[Text excerpt]:
Cheating is Not a Strategy

Steroids and baseball. The two terms have become almost synonymous with one another. Several Major League Baseball players are being accused of using performance-enhancing drugs supplied by the Florida clinic Biogenesis of America.

Courtesy of Yankee Analysts

Courtesy of Yankee Analysts

In the biggest baseball scandal since the Mitchell report in 2007, the Biogenesis investigation has left baseball fans questioning the integrity of the game once again.

Sammy Sosa, Barry Bonds, Roger Clemens, Jose Canseco and Mark McGwire are all big time baseball players who have been linked with performance enhancing drugs at some point during their careers. Now, Ryan Braun and Alex Rodriguez can be added to that list as well. The MLB came down hard on Braun, suspending him for the rest of the season, but most people speculate that the evidence they have against Rodriguez could possibly warrant a lifetime ban.

Rodriguez and Braun both adamantly denied the use of performance-enhancing drugs in the past. However, the evidence the MLB has against them this time around is said to be insurmountable. Braun has already accepted his suspension, and sources close to Rodriguez have said that he will no longer try to reach a settlement with the league.

The bigger issue here is how many other players are involved in this scandal. Baseball officials speculate that 18 other MLB players were involved with the Biogenesis Clinic, as well as several other players from the NFL, the NBA, the NCAA, MMA fighting, and even tennis. Many speculate that the number of players involved is much higher than these reports show.

So if everyone is cheating does that make it okay to cheat?

If every pitcher is cheating, then shouldn’t every batter cheat in order to keep up? There is no justification for using performance-enhancing drugs, but the MLB should not be selectively enforcing bans and suspensions until a full investigation is completed.

It is highly unlikely that Braun and Rodriguez are the only current Major League players that have used steroids, especially since in the Biogenesis report alone several other names are mentioned. It just seems like the MLB and commissioner Bud Selig do not care if smaller name players are linked with drugs, because it will not affect their image as much.

The problem is that the MLB’s image has already been tarnished in the eyes of fans. How can fans tune into a sport knowing very well that the players they admire so much have not necessarily earned their place in the Major Leagues, but have used performance-enhancing drugs to give themselves an unfair edge.

The players should all be reprimanded after an extensive investigation is through, and if Selig doesn’t want a full elaborate investigation then he should not reprimand any of the players. By selectively choosing who to punish, the commissioner is almost approving the use of performance-enhancing drugs, as long as the player doesn’t get too good where it reflects poorly on the image of the league.

Another problem with reprimanding players who have used performance-enhancing drugs is whether or not their statistics and achievements should be upheld by the MLB. Alex Rodriguez has won three National League MVP’s (2003, 2005, 2007). Did he deserve any of them? Braun won the NL MVP in 2011. Should he get to keep it? While many people (including runner-up Matt Kemp) believe that he should be stripped of his title, where would the line be drawn?

If Braun’s MVP award is taken away then should his statistics be scratched from baseball history? Where would that leave Barry Bonds, the all-time home-run leader? It’s not as if the MLB can pick and choose which home runs shouldn’t count because of steroids and which ones should.  Then again, that is exactly what they are doing by picking and choosing who is punished for using performance enhancement drugs.

[Check your understanding]:
1 - Answer these questions using the article on steroids in baseball, with each answer on its own line and marked (a), (b) or (c) like its question.
(a) Which clinic is named as the supplier of the drugs, and in which state is it located?
(b) What suspension did the MLB give Braun?
(c) In what year did Braun win the NL MVP, and who was the runner-up?
2 - Reproduce the passage of the article on steroids in baseball from "Another problem with" to "line be drawn?" word for word.

[Entries provided]:
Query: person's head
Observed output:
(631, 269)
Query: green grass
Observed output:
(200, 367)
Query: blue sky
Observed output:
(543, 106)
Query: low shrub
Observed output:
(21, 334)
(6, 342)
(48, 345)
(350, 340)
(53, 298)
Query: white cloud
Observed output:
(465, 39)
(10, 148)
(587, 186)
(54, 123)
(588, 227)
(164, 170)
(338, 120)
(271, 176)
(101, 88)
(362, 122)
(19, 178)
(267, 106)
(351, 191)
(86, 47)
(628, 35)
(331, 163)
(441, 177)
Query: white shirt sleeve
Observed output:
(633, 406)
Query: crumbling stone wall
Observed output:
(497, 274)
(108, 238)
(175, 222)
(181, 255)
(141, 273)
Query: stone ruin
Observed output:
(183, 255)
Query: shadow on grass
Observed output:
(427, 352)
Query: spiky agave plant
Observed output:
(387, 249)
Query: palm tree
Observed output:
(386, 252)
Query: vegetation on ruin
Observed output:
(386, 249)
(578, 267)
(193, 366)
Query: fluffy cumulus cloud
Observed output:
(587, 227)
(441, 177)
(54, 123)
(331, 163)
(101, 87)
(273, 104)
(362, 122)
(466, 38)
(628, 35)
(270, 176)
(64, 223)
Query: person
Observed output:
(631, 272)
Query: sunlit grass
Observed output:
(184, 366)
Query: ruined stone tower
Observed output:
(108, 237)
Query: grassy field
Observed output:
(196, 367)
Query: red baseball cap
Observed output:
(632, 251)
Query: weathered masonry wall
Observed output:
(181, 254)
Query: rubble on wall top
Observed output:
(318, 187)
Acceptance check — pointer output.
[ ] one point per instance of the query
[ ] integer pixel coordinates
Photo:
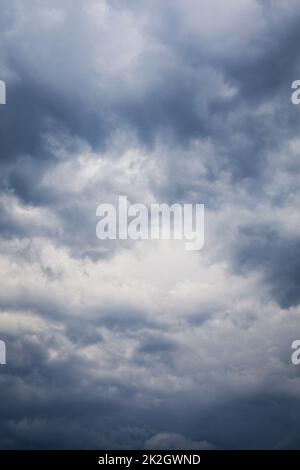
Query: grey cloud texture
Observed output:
(143, 345)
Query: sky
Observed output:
(141, 344)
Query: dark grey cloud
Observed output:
(123, 345)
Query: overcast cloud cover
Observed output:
(146, 345)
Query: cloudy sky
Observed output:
(142, 344)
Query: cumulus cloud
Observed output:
(145, 345)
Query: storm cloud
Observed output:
(121, 344)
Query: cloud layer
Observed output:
(143, 345)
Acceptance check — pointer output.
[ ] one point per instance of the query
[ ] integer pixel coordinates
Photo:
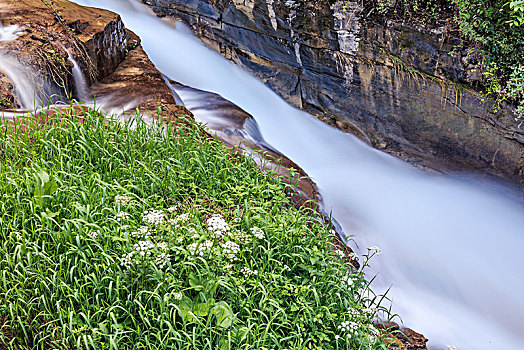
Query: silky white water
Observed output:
(82, 89)
(452, 250)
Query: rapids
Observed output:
(452, 248)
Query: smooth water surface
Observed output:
(452, 249)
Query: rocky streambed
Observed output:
(402, 88)
(53, 38)
(349, 73)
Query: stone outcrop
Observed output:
(49, 29)
(397, 87)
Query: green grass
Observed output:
(65, 281)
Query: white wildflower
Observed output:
(346, 281)
(162, 246)
(154, 217)
(121, 216)
(141, 232)
(348, 326)
(182, 218)
(122, 200)
(230, 249)
(247, 272)
(199, 249)
(217, 225)
(257, 232)
(144, 248)
(127, 260)
(162, 260)
(241, 237)
(340, 253)
(375, 250)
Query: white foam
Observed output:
(453, 250)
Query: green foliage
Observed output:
(107, 241)
(493, 30)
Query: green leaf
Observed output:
(224, 314)
(195, 282)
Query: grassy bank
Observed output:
(129, 236)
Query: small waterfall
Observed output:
(452, 248)
(83, 93)
(9, 33)
(25, 91)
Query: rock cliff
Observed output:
(400, 88)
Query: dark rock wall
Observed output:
(398, 87)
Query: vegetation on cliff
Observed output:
(493, 33)
(155, 236)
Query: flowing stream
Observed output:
(452, 249)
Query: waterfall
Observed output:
(82, 89)
(452, 248)
(25, 89)
(9, 33)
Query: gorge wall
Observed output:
(397, 87)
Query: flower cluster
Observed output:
(257, 232)
(144, 248)
(218, 226)
(141, 232)
(122, 200)
(199, 248)
(179, 219)
(162, 260)
(247, 272)
(231, 249)
(375, 250)
(154, 217)
(162, 246)
(121, 216)
(241, 237)
(340, 253)
(348, 326)
(127, 260)
(172, 209)
(346, 281)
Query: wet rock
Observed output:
(401, 337)
(396, 86)
(95, 38)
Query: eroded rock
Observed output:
(399, 87)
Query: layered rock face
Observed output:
(50, 35)
(397, 87)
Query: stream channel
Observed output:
(453, 247)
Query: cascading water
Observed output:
(9, 33)
(82, 89)
(25, 90)
(452, 249)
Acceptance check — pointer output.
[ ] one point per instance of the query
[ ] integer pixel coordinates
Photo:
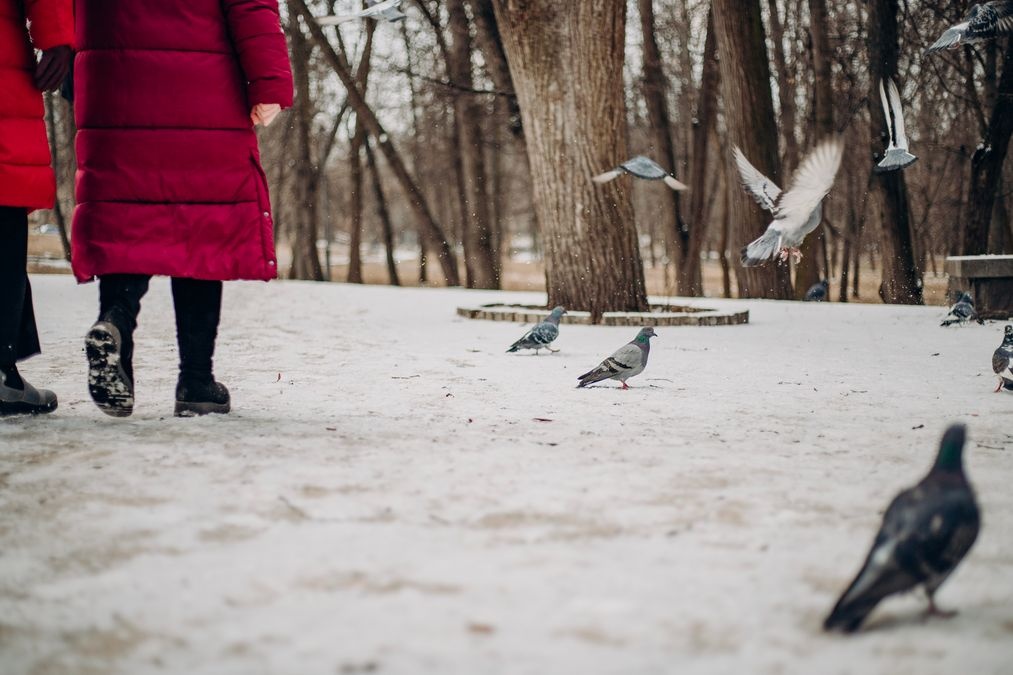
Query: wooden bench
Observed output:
(989, 279)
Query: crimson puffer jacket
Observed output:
(169, 178)
(25, 177)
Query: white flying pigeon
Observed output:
(628, 361)
(897, 155)
(796, 212)
(984, 21)
(375, 9)
(641, 167)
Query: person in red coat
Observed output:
(169, 180)
(26, 179)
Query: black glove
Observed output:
(53, 67)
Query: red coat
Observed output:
(169, 178)
(25, 176)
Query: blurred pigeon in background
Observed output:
(817, 292)
(984, 21)
(1001, 360)
(796, 212)
(641, 167)
(542, 335)
(926, 532)
(897, 156)
(628, 361)
(388, 10)
(962, 311)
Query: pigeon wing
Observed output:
(760, 188)
(810, 184)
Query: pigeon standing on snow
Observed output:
(897, 156)
(628, 361)
(962, 311)
(796, 212)
(926, 532)
(817, 292)
(542, 335)
(388, 10)
(1002, 359)
(984, 21)
(641, 167)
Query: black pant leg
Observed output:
(18, 333)
(199, 310)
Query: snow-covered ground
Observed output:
(394, 494)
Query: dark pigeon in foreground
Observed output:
(962, 311)
(926, 532)
(817, 292)
(982, 22)
(1002, 359)
(641, 167)
(542, 335)
(628, 361)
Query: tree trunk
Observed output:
(807, 270)
(429, 226)
(901, 279)
(749, 109)
(481, 267)
(566, 62)
(654, 93)
(987, 164)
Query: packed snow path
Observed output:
(408, 499)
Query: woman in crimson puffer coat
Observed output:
(169, 178)
(26, 181)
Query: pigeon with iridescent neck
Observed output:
(542, 335)
(628, 361)
(641, 167)
(926, 532)
(1002, 360)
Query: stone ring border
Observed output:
(660, 315)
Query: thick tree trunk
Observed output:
(305, 259)
(987, 164)
(901, 279)
(807, 271)
(429, 226)
(566, 62)
(749, 109)
(481, 266)
(675, 231)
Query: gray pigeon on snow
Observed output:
(926, 532)
(817, 292)
(897, 156)
(641, 167)
(628, 361)
(962, 311)
(983, 22)
(542, 335)
(1001, 360)
(387, 10)
(796, 212)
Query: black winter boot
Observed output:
(19, 397)
(200, 393)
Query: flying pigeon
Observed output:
(796, 212)
(962, 311)
(375, 9)
(984, 21)
(926, 532)
(1002, 359)
(641, 167)
(897, 155)
(628, 361)
(542, 335)
(817, 292)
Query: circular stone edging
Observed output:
(660, 315)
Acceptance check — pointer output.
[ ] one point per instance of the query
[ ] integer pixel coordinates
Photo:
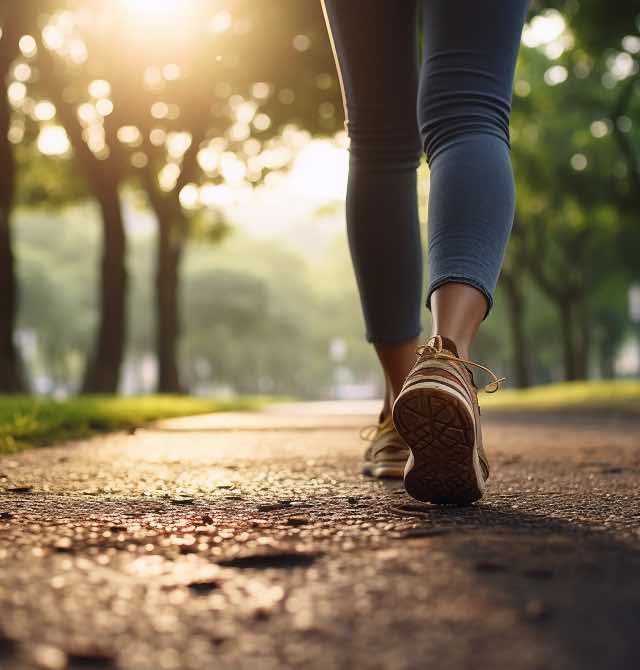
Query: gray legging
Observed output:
(462, 91)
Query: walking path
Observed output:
(251, 541)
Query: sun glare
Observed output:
(153, 6)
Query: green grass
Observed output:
(579, 397)
(32, 421)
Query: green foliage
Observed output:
(582, 397)
(27, 421)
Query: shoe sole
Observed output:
(444, 467)
(383, 470)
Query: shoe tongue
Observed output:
(447, 344)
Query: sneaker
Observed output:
(387, 454)
(438, 416)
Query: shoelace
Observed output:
(374, 431)
(439, 352)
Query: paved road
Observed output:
(251, 541)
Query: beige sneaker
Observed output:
(438, 416)
(387, 454)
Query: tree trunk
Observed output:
(103, 370)
(168, 256)
(575, 332)
(583, 337)
(516, 305)
(11, 380)
(607, 351)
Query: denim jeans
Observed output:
(453, 103)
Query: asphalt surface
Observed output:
(252, 541)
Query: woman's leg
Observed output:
(464, 104)
(375, 45)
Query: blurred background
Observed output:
(172, 178)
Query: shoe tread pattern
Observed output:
(441, 436)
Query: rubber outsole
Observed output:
(444, 467)
(383, 470)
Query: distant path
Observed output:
(251, 541)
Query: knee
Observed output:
(380, 143)
(453, 116)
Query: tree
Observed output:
(573, 208)
(11, 379)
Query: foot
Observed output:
(387, 454)
(438, 416)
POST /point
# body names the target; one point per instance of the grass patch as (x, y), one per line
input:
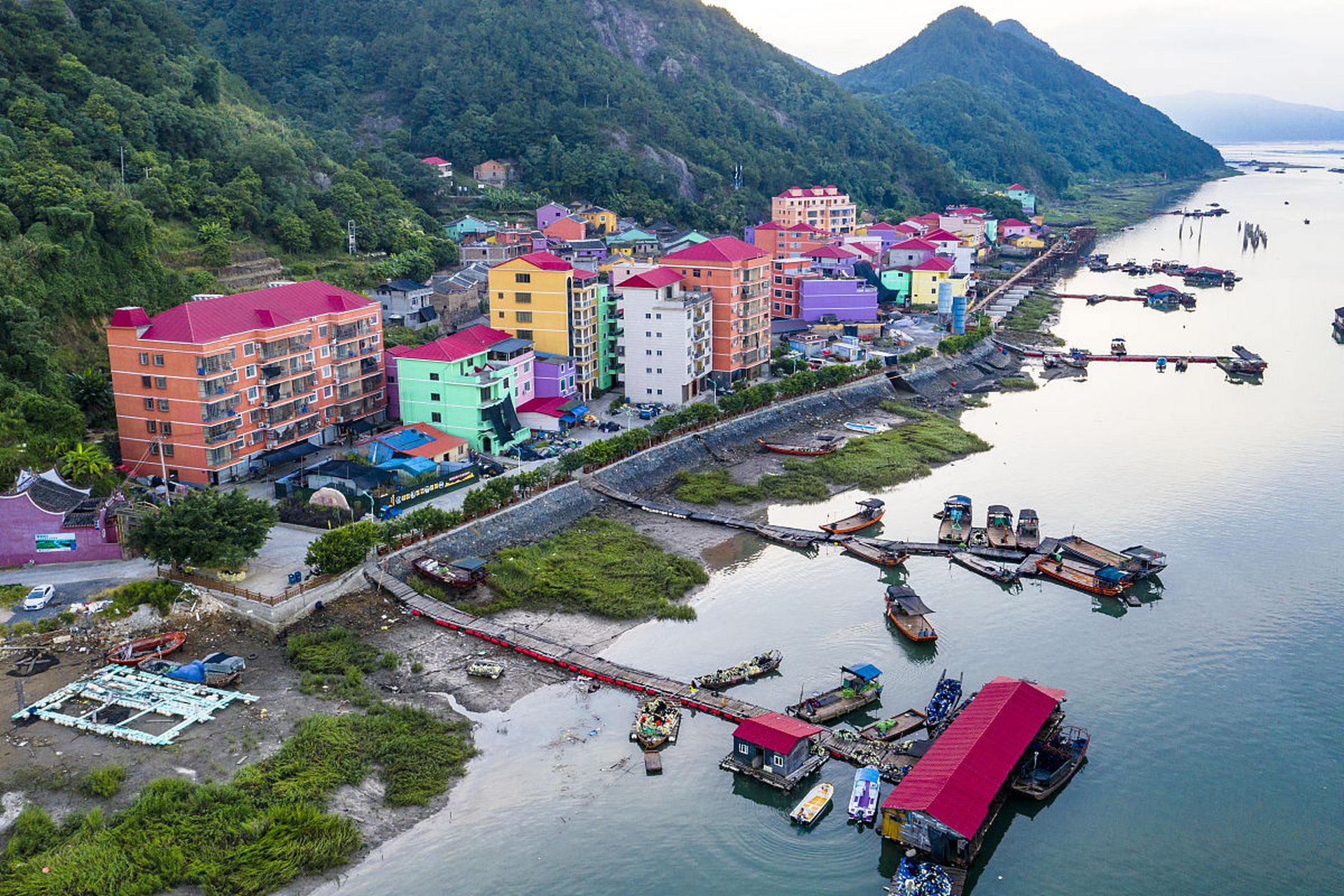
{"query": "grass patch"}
(881, 460)
(596, 566)
(128, 598)
(714, 486)
(104, 780)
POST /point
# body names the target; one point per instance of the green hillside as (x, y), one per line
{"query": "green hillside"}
(1006, 106)
(640, 105)
(207, 172)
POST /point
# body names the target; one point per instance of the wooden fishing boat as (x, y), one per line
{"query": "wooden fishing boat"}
(1107, 580)
(956, 520)
(895, 727)
(1049, 766)
(130, 653)
(874, 552)
(863, 798)
(802, 450)
(872, 511)
(859, 685)
(812, 805)
(739, 673)
(656, 723)
(909, 613)
(999, 527)
(993, 571)
(1028, 530)
(1136, 561)
(458, 574)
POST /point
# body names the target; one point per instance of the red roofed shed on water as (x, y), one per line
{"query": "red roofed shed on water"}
(776, 732)
(969, 762)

[Written answers]:
1 -
(a) Biogenesis of America, in Florida.
(b) He was suspended for the rest of the season.
(c) 2011, and the runner-up was Matt Kemp.

2 -
Another problem with reprimanding players who have used performance-enhancing drugs is whether or not their statistics and achievements should be upheld by the MLB. Alex Rodriguez has won three National League MVP’s (2003, 2005, 2007). Did he deserve any of them? Braun won the NL MVP in 2011. Should he get to keep it? While many people (including runner-up Matt Kemp) believe that he should be stripped of his title, where would the line be drawn?